Supplied text:
------------------------------------------------
White rhino bull under tree

Poachers corner – about the sad reality of rhino poaching

This blog is about an experience we had on trail with rhino poaching. It has been a major problem in the park for years now. The rangers call it the rhino wars…


The Italians – Or as they called themselves the “I-ties”


Before the kids were born, I was able to join Steven on quite a few trails. I love them! Walking in Kruger is my favourite way to experience the bush and the trails in particular are a fantastic way to break away and enjoy Kruger’s wilderness to its fullest! In another blog called ‘there is a snake in my hut’, I explain a bit more about how the trails work.

On this specific trail, Steven’s guests were 8 Italian gentlemen from Johannesburg. What a fun group they were! A little bit noisy, as Italians are, but we still had lovely sightings during our walks. We walked through a huge herd of buffalo the one morning and while we were having snacks under a big Jackalberry tree still watching the buffalo, a rhino walked through the herd right past us. There was a pair of Giant Eagle Owl in the tree overhead; it was a lovely experience for the guys from the city.


The afternoons in camp were not as quiet and peaceful as usual. The SANParks helicopter had been very active in the area around the trails camp. Each afternoon we could see and hear it fly up and down the gorge and over the hills towards Mozambique. Rhino poaching had been very bad in the areas close to the Mozambiquan border and we figured the helicopter must have been chasing poachers as they were making their way through the park and across the border.
------------------------------------------------
Short exercise A: List every animal and plant named in the paragraph of the rhino poaching blog that begins "On this specific trail".
Short exercise B: Please carry the rhino poaching blog forward from its final sentence, picking up after the part about the helicopter chasing poachers toward the border.
------------------------------------------------
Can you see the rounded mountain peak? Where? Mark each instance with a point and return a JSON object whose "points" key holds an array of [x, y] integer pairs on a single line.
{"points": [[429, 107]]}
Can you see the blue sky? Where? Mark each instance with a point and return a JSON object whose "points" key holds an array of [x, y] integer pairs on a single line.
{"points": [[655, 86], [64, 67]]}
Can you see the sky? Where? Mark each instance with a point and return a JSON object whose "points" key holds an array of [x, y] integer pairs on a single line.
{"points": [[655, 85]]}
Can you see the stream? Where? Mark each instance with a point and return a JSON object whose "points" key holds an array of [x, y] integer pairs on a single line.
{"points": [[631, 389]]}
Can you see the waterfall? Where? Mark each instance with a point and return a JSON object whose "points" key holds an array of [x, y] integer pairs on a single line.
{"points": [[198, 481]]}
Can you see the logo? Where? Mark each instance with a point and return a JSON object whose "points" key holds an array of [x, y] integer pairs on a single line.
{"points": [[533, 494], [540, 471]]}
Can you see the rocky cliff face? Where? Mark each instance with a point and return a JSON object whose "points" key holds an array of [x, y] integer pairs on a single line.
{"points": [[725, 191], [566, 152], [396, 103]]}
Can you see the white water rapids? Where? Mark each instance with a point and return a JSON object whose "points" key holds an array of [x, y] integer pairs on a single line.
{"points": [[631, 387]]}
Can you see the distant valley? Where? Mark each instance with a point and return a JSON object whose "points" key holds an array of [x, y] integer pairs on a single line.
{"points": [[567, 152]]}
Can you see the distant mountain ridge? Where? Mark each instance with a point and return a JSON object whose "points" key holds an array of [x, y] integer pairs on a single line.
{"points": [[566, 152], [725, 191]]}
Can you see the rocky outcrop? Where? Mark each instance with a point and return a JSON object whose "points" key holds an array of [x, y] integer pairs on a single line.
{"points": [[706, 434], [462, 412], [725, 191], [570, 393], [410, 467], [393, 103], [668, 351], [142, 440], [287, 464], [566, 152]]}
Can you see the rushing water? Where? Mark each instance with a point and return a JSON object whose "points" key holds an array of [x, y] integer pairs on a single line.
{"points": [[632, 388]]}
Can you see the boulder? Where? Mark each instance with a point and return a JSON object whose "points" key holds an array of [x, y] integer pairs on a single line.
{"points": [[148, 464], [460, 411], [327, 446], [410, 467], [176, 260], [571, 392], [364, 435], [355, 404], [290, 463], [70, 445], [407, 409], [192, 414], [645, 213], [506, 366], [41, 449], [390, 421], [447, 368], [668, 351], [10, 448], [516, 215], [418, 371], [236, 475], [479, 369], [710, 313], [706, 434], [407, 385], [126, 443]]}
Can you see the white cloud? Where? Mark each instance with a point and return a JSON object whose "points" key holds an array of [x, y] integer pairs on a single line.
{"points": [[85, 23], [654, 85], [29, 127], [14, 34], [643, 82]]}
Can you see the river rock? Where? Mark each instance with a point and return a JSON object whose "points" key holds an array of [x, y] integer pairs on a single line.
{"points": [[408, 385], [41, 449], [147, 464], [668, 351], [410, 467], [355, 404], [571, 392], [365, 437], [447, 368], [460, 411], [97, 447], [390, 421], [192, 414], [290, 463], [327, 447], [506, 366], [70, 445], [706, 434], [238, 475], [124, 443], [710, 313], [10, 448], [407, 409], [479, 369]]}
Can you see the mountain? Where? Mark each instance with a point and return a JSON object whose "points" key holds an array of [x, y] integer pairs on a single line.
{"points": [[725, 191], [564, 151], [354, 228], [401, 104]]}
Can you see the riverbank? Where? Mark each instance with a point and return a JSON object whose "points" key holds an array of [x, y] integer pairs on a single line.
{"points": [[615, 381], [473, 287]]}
------------------------------------------------
Written reply A: buffalo, Jackalberry tree, rhino, Giant Eagle Owl

Written reply B:
During that time, the army and the Special Forces were deployed in the park to combat the rhino poaching. They were in the Olifants wilderness trails area too. We could see the army vehicle tracks on the one road, going to their pickets. But we never saw them or the Special Forces. They would patrol the area, but preferred to stay unseen by tourists. It was a good feeling that they were here though. A feeling that at least something was being done to stop the senseless killing of rhinos in the park.


So that last morning, after breakfast, we were on our way back to Letaba. The guests we chatting as we drove, they had had such a lovely time on trail and they were still asking Steven questions about all sorts when we came around a corner. Steven slammed on brakes. On our left were two men in camouflage standing looking at us. There was a third guy lying on the ground. Next to him was a blue bag with something inside. Steven switched off the car and got his rifle out. He told us to stay in the vehicle.


Rhino poaching is a big problem in Kruger
freshly poached rhino horn

The two men where from what turned out to be undisclosed Special Forces troops. And the guy on the ground, lying under an apple leaf shrub, was a poacher and in the blue bag next to him was a freshly poached set of rhino horns…

The one trooper was tall and slender, with a bandana around his head. We nicknamed him Rambo afterwards, because that was who he reminded us of. He was still very worked up, full of adrenaline, holding his 9 mm pistol. After Steven told him to holster his side arm in front of the guests, he told Steven what happened. And for once, the Italians were tjoep still.


See the Special Forces being professionals don’t like to be seen by tourists, so when they heard the sound of the cruiser and the chatting Italians, they hid by the side of the road waiting for us to pass. But before we were near, a group of three rhino poachers had also heard the approaching vehicle or most probably our noisy I-ties and were making a run for the border.

So as the two soldiers were waiting for us to pass, they all of a sudden saw three poachers running towards them. They broke cover, trying to make an arrest and a shoot out occurred. I don’t know any details, but we arrived minutes after they apprehended the man we saw lying on the ground.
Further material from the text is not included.